▸ EXERCISE DATA
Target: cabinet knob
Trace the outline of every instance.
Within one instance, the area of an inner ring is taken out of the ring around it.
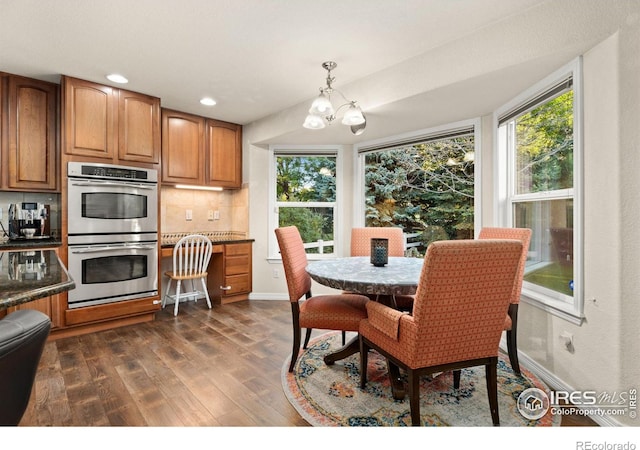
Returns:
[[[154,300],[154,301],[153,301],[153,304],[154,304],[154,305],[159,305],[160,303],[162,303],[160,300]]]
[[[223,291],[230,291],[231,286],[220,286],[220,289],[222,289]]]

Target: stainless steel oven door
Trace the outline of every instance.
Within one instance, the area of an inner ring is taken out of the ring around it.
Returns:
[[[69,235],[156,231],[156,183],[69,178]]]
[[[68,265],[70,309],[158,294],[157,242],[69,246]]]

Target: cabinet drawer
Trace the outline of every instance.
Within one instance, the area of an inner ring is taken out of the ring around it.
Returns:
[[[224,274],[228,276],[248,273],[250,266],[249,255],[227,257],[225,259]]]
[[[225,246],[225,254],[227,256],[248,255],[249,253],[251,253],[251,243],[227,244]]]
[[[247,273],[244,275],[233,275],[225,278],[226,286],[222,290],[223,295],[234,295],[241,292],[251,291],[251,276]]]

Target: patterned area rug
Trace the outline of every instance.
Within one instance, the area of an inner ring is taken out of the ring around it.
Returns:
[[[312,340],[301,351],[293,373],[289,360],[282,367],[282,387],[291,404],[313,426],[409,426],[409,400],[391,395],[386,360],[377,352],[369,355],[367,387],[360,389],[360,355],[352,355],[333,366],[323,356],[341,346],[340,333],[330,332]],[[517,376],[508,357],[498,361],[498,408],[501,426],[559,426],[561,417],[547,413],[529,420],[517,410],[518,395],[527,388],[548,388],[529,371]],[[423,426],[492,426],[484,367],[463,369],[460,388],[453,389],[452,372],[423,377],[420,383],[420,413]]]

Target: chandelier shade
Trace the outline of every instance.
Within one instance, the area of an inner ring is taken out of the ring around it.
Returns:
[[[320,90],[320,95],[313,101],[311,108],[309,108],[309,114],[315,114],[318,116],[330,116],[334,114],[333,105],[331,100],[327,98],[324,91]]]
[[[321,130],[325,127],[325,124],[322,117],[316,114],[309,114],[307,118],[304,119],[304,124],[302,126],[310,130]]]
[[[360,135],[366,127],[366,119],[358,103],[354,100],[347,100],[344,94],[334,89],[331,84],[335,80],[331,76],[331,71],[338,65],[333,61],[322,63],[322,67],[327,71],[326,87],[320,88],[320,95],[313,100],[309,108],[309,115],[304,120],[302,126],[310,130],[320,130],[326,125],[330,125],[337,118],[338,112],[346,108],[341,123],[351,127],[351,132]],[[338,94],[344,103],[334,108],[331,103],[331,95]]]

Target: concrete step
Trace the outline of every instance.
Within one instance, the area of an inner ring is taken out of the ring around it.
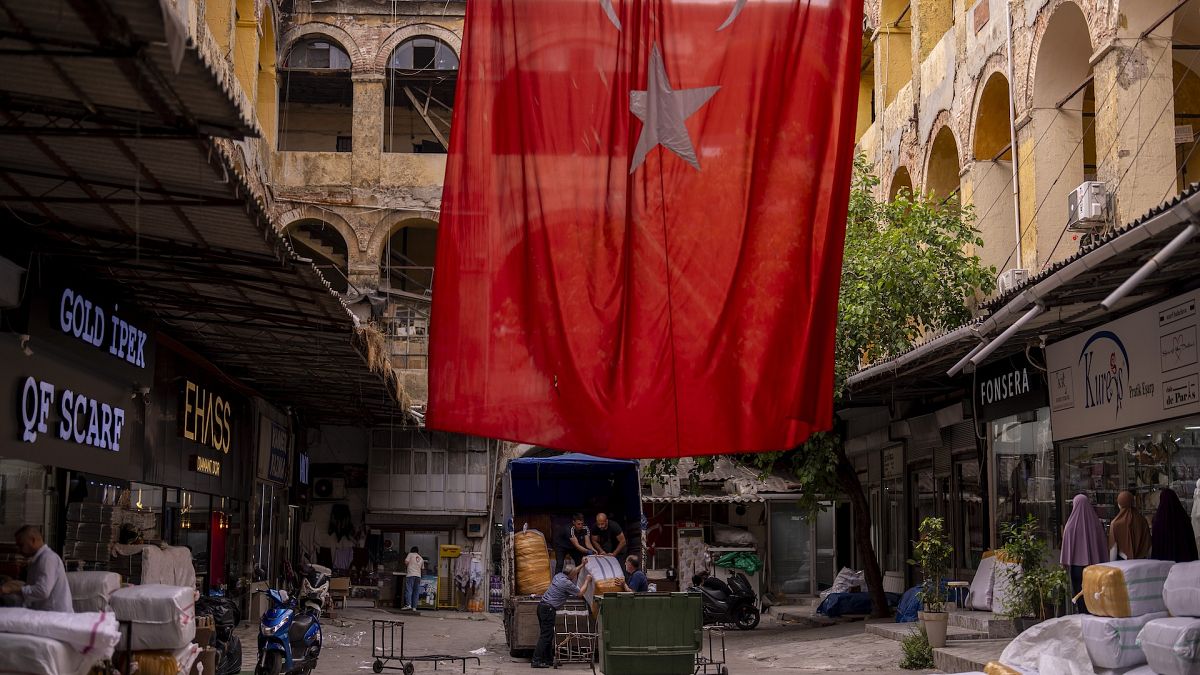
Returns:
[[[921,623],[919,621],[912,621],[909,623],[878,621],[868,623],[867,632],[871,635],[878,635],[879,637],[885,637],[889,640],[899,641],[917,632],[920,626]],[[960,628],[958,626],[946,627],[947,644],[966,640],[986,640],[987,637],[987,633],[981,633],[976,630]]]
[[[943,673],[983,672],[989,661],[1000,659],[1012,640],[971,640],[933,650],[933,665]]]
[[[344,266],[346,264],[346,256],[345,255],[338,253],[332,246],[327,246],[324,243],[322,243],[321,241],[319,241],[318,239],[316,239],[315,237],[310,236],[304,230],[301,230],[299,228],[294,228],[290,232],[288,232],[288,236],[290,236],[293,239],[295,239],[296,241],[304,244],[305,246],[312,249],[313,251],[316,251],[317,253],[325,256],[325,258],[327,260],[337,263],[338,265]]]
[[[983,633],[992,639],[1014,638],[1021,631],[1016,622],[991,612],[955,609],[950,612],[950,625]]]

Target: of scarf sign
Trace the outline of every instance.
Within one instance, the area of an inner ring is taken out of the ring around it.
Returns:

▸ YOUR OBJECTIVE
Your answer should be the lines of the records that hold the string "cabinet".

▸ RESULT BELOW
Target: cabinet knob
Target: cabinet drawer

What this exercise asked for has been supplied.